_CHALLENGE 1_
Reproduce the Long Tail passage from "1. Amazon.com more" up to and including "members, Bill Cheswick.", swapping "Blockbuster" for "Hollywood Video".
_CHALLENGE 2_
Answer these questions from the Long Tail passage.
(a) Who coined the term "The Long Tail"?
(b) In what year and in which magazine was the term coined?
(c) What does Ecast purvey?

The Long Tail is based on the statistical analysis of popularity versus inventory. The graph of this analysis resembles a long tail. Chris Anderson coined the term in a 2004 Wired Magazine article. [5]
In a nutshell, The Long Tail shows that the cumulative power of many small networks may exceed the power of a single, large network. The total inventory of united niche markets threatens the physically constrained inventory of the established, mass-market providers. Examples include:

  1. Amazon.com more book selections than traditional chains
  2. NetFlix.com more movie choices than Blockbuster
  3. Rhapsody every track gets downloaded
  4. eBay.com Whatever it is, they have it.
  5. Google leveraging its technology to reach small niche advertisers by economically removing geographical constraints
  6. Ecast purveyor of barroom jukeboxes that are connected by broadband - obviously, more variety than a Wurlitzer!

Who Owns the Internet?
gbr6-p30.n54ny.ip.att.net, 0.so-7-0-0.XR1.DFW9.ALTER.NET, sl-bb20-atl-11-0.sprintlink.net, ewr-core-02.inet.qwest.net, cable, lva.lib.va.us
Begin with the end in mind. This was the inspiration for this whole post. My college network sent out a link to an interesting article, which mentions one of the network members, Bill Cheswick.

(Dataset records about object locations)
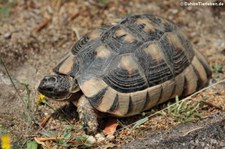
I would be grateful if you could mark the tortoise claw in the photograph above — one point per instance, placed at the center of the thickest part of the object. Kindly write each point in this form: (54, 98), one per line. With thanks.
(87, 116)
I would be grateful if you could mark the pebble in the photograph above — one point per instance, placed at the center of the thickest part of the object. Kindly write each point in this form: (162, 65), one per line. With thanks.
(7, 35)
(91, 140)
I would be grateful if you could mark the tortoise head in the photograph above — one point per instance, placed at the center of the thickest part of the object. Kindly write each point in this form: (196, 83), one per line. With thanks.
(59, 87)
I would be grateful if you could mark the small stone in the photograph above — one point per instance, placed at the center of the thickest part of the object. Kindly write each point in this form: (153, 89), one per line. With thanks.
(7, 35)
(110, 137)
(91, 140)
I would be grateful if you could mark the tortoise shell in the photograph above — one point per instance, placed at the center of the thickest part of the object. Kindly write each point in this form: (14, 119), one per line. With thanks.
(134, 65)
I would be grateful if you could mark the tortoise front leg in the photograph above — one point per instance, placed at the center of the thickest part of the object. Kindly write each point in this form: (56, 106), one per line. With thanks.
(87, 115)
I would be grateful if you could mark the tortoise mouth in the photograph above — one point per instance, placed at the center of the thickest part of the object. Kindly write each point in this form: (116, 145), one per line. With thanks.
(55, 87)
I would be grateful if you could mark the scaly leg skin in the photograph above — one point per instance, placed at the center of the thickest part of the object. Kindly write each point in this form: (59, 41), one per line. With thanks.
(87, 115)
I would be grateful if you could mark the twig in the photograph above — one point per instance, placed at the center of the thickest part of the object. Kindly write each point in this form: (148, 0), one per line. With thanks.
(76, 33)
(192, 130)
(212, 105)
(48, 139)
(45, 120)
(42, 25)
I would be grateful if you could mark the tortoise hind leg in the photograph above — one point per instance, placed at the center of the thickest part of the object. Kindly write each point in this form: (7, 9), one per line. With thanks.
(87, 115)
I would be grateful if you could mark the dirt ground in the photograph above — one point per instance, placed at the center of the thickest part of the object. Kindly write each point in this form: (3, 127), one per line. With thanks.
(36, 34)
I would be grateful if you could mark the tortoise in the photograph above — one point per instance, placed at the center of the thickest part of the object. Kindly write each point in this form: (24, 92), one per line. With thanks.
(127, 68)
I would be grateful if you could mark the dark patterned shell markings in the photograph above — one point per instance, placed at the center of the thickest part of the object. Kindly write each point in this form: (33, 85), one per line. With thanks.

_ANSWER 1_
1. Amazon.com more book selections than traditional chains
  2. NetFlix.com more movie choices than Hollywood Video
  3. Rhapsody every track gets downloaded
  4. eBay.com Whatever it is, they have it.
  5. Google leveraging its technology to reach small niche advertisers by economically removing geographical constraints
  6. Ecast purveyor of barroom jukeboxes that are connected by broadband - obviously, more variety than a Wurlitzer!

Who Owns the Internet?
gbr6-p30.n54ny.ip.att.net, 0.so-7-0-0.XR1.DFW9.ALTER.NET, sl-bb20-atl-11-0.sprintlink.net, ewr-core-02.inet.qwest.net, cable, lva.lib.va.us
Begin with the end in mind. This was the inspiration for this whole post. My college network sent out a link to an interesting article, which mentions one of the network members, Bill Cheswick.

_ANSWER 2_
(a) Chris Anderson
(b) 2004, in Wired Magazine
(c) Barroom jukeboxes that are connected by broadband